* [YOUR TASKS]:
**A)** According to the pop music passage, in what year did "Call Me Maybe" take the world by storm?
**B)** Please return every line of the entries that contains the word "yellow".

* [TEXT SECTION]:
· · ·

Not old by normal standards—she’s five years younger than I am, and I’m still young, right? Right?!—but for a pop singer having her big (which is to say medium) 40,000-copies-in-six-months moment, CRJ was kind of on the old side. She was nearly 30 when Emotion came out; even when her actual megahit “Call Me Maybe” took the world by storm in 2012, she was in her late twenties, and a full nine years younger than Justin Bieber, the beloved pop singer who gave her a major commercial boost. Listening to Emotion, I had the distinct sense that this was a person who had lived with herself—her personality, her disappointments, her music tastes—a little longer than the barely-formed kiddos hailed as ingénues and prodigies at 17, 18, 19, the normal (which is to say insane) age for coming of age as a peppy new pop star.

· · ·

[Position annotation entries]
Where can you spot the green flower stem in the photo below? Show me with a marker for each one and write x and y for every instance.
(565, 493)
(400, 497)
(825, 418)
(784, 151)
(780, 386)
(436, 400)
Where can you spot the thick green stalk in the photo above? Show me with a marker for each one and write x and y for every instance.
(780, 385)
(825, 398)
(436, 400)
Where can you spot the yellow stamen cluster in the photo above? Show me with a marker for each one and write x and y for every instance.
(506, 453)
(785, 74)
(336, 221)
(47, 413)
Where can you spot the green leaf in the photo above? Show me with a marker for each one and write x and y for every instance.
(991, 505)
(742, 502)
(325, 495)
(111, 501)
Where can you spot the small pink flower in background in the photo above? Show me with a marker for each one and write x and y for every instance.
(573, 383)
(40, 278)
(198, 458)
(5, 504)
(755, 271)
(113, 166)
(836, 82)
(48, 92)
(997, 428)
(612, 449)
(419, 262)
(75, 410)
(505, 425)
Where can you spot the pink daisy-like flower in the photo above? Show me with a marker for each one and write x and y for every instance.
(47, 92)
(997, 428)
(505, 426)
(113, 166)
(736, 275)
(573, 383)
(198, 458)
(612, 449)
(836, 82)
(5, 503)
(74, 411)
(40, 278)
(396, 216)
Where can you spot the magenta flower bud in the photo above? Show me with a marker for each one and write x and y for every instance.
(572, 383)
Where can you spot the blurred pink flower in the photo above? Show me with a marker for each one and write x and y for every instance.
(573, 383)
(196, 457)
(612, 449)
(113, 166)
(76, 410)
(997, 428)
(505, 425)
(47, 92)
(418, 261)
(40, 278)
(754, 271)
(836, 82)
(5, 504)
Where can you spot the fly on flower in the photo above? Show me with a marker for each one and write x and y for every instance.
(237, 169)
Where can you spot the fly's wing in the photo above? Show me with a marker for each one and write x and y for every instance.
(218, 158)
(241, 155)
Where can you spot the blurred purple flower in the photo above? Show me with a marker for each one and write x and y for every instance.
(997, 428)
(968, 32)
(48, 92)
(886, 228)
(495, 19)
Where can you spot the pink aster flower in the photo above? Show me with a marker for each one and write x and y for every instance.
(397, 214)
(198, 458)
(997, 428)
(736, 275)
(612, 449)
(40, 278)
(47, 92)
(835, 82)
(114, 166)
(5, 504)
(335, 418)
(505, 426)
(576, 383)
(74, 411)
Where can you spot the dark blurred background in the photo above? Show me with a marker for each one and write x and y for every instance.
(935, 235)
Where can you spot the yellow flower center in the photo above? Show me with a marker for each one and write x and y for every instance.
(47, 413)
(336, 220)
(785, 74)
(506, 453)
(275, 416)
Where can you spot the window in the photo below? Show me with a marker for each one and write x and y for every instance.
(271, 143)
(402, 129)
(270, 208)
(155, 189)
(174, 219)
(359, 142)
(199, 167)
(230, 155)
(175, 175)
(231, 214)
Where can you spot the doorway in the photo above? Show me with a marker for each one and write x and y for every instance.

· · ·

* [PROBLEM SOLUTIONS]:
**A)** 2012

**B)**
Where can you spot the yellow stamen cluster in the photo above? Show me with a marker for each one and write x and y for every instance.
Where can you spot the yellow flower center in the photo above? Show me with a marker for each one and write x and y for every instance.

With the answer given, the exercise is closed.